Saved entries
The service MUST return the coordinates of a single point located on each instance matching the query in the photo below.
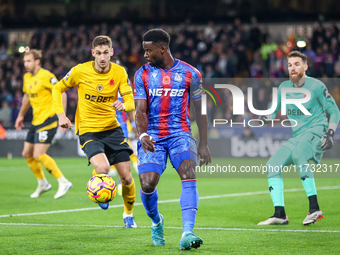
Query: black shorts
(111, 142)
(44, 132)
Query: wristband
(144, 134)
(330, 132)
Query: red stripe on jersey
(185, 111)
(164, 112)
(145, 78)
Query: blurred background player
(164, 127)
(312, 135)
(38, 85)
(101, 137)
(128, 124)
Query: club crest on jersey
(166, 80)
(178, 77)
(68, 75)
(326, 93)
(53, 80)
(100, 87)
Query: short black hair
(157, 35)
(101, 40)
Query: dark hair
(37, 54)
(101, 40)
(157, 35)
(296, 53)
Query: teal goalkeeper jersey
(320, 101)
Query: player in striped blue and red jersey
(162, 91)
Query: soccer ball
(101, 188)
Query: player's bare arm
(202, 123)
(58, 94)
(19, 122)
(64, 122)
(142, 122)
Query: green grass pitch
(226, 221)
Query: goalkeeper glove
(327, 140)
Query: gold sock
(50, 165)
(129, 196)
(35, 167)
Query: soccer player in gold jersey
(37, 88)
(100, 134)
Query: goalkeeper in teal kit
(312, 135)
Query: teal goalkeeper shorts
(313, 137)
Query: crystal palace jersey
(320, 101)
(39, 91)
(167, 93)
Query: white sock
(127, 215)
(62, 179)
(42, 182)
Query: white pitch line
(164, 201)
(197, 228)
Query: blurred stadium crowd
(217, 51)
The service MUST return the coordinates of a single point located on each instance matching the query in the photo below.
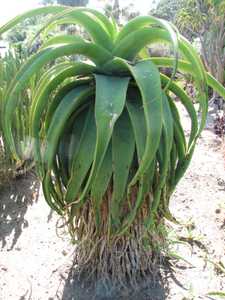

-- Your goal --
Excluding all pictures, print exactly and only the lines from the line with "Query: white sock" through the end of the records above, both ends included.

-- Reply --
Query: white sock
(127, 215)
(62, 179)
(42, 182)
Query: white pitch line
(164, 201)
(197, 228)
Query: blurred stadium crowd
(217, 51)
The service MUST return the coordinates of a single point located on each instance matching the query in the photo below.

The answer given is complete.